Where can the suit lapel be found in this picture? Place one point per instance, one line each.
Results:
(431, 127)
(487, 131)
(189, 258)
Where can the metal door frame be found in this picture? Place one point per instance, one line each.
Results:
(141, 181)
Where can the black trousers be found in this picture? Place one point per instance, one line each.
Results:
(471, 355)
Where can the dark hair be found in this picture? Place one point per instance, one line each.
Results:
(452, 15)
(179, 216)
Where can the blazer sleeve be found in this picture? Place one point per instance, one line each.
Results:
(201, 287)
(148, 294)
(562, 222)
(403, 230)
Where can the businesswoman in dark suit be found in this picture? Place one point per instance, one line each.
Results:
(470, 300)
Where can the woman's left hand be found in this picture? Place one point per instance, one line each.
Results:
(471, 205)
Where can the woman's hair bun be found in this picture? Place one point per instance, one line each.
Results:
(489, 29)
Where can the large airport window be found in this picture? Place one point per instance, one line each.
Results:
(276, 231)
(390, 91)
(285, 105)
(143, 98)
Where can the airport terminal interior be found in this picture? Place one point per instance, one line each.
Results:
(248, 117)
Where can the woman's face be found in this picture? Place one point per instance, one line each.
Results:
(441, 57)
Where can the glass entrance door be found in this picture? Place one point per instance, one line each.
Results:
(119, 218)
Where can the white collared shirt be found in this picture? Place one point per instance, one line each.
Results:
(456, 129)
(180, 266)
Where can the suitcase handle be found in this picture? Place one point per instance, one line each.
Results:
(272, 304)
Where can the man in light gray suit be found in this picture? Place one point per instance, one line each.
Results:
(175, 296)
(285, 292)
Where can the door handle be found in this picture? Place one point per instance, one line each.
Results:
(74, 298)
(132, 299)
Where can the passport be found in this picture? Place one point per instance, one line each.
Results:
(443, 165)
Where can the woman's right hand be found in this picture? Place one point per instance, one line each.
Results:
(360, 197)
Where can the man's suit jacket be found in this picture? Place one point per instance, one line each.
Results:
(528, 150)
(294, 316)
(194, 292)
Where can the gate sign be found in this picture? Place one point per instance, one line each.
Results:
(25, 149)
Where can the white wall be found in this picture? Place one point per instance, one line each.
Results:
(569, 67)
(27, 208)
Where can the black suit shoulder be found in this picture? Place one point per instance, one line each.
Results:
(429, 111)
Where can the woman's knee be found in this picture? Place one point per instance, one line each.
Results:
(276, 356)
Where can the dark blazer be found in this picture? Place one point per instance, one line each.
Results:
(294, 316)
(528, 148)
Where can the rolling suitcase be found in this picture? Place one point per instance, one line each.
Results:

·····

Across the data above, how many lines include the word "airport"? Give only the number.

(WRITTEN RESPONSE):
2